Raw records:
* * * * *

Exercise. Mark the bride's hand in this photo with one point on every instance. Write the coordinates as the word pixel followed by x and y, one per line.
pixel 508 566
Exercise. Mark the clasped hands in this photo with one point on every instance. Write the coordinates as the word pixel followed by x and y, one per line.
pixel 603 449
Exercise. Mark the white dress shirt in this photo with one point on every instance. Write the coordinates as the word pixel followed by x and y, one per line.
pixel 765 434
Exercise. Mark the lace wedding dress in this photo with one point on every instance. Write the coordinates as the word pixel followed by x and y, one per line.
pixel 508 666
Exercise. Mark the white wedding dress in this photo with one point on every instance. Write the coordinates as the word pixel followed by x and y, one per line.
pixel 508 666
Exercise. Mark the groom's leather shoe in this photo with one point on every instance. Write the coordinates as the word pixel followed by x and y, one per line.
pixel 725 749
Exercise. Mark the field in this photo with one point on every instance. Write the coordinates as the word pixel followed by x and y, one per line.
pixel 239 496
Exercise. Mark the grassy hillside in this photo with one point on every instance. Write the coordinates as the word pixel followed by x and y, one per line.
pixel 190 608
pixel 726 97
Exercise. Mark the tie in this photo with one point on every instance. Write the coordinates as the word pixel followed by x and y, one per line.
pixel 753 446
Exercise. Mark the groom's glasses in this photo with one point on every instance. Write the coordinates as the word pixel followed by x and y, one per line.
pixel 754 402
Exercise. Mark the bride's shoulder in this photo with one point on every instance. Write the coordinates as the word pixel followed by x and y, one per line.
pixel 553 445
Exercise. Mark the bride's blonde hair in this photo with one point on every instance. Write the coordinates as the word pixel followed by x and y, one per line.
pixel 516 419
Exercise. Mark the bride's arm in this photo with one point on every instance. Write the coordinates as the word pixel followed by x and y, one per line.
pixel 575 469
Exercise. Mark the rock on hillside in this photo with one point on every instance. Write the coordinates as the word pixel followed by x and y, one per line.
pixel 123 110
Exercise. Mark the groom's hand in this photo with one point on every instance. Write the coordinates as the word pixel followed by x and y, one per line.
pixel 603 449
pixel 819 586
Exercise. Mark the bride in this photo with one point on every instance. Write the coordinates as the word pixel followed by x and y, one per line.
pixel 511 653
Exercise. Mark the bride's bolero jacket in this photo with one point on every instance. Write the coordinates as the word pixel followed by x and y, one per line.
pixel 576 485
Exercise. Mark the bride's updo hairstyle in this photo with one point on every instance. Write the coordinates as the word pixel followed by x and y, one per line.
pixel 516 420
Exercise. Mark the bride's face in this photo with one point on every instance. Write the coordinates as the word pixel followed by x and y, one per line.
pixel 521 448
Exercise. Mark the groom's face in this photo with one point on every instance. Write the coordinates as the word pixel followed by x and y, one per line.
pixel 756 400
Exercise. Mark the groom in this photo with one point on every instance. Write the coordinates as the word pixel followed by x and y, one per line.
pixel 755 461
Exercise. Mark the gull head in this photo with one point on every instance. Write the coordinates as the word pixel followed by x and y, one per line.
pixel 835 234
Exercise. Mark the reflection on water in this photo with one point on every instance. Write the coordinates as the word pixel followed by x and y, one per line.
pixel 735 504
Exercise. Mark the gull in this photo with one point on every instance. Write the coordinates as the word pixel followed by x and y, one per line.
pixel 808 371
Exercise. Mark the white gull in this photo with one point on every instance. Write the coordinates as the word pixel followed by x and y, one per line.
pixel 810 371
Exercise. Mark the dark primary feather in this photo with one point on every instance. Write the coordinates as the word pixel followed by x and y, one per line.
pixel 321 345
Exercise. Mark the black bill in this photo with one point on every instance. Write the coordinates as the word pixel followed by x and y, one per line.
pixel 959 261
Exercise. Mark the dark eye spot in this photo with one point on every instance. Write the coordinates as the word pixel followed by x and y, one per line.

* * * * *

- What the exercise asks
Write the data from above out again, exactly.

- Output
Exercise. Mark the bride's hand in this photo with one point on every instance. Write the coordinates as the word pixel followed by x and y, one per line.
pixel 508 566
Exercise. Mark the clasped hands in this photo with one point on every instance. Write the coordinates as the word pixel followed by x and y, one per line.
pixel 603 449
Exercise. Mark the white dress shirt in this photo with one point on every instance. Write the coordinates as the word pixel followed by x and y, one per line.
pixel 765 434
Exercise. Mark the lace wedding dress in this photo with one point on every instance. Write the coordinates as the word pixel followed by x and y, one per line.
pixel 508 666
Exercise. Mark the white wedding dress in this photo with one point on every instance. Write the coordinates as the word pixel followed by x and y, one per line.
pixel 508 666
Exercise. Mark the groom's leather shoe in this photo with one point on every instance. Write the coordinates as the word pixel followed by x and y, one per line.
pixel 725 749
Exercise. Mark the field in this photo with one point on every instance. Write the coordinates as the word pixel followed by x and y, one per line.
pixel 239 496
Exercise. Mark the grassy hillside in this photo with one point on every instance. Write the coordinates as the word pixel followed by x and y, one per line.
pixel 190 608
pixel 726 97
Exercise. Mark the tie in this photo with one point on every instance. Write the coordinates as the word pixel followed by x and y, one per line.
pixel 753 446
Exercise. Mark the groom's glasses in this photo with one point on every instance. Write the coordinates as the word pixel followed by x and y, one per line.
pixel 754 402
Exercise. Mark the bride's shoulder in this photo with one point on every instance. Write the coordinates as the word pixel followed by x and y, one per line.
pixel 553 445
Exercise. Mark the bride's blonde hair in this photo with one point on every instance. Write the coordinates as the word pixel followed by x and y, one per line.
pixel 516 419
Exercise. Mark the bride's arm in this photo with one point on every instance. Write the coordinates as the word pixel followed by x and y, one per line.
pixel 575 469
Exercise. Mark the rock on hillside in this photo with one point on every instance. Write the coordinates as the word pixel followed by x and y, one per line.
pixel 123 110
Exercise. Mark the groom's hand in this photo with one point on every instance. Write the coordinates as the word pixel followed by x and y, one per line.
pixel 603 449
pixel 819 586
Exercise. Mark the bride in this photo with one point on every instance. Write the coordinates as the word pixel followed by x and y, one per line.
pixel 511 653
Exercise. Mark the bride's bolero jacket in this photo with one point on every instance. Write the coordinates as the word pixel followed by x and y, one per line.
pixel 576 485
Exercise. Mark the bride's updo hairstyle in this photo with one point on every instance. Write the coordinates as the word pixel followed by x and y, one per line.
pixel 516 420
Exercise. Mark the bride's face in this photo with one point on every instance. Write the coordinates as the word pixel followed by x and y, one per line.
pixel 521 448
Exercise. Mark the groom's face in this photo with one point on every instance. Write the coordinates as the word pixel followed by x and y, one per line.
pixel 756 400
Exercise. Mark the groom in this photo with one point on every instance. Write the coordinates as the word pixel followed by x and y, one per line.
pixel 755 461
Exercise. Mark the gull head in this photo with one point on every instance. Write the coordinates as the word pixel followed by x and y, one per line.
pixel 835 234
Exercise. Mark the reflection on water in this photo with one point on every instance. Write the coordinates as the word pixel followed by x and y, one per line.
pixel 735 504
Exercise. Mark the gull in this photo with one point on every instance. Write the coordinates as the word pixel followed by x and y, one per line.
pixel 808 371
Exercise. Mark the white gull in this photo with one point on every instance. Write the coordinates as the word pixel followed by x and y, one per line.
pixel 810 371
Exercise. Mark the dark primary feather in this photo with one point on every instance. Write the coordinates as the word pixel followed by x and y, one per line.
pixel 321 345
Exercise. Mark the black bill in this photo with one point on every instance. Write the coordinates as the word pixel followed by x and y, one per line.
pixel 959 261
Exercise. Mark the dark eye spot in this photo with one point on every instance. Write the coordinates as the word pixel followed by x and y, one per line.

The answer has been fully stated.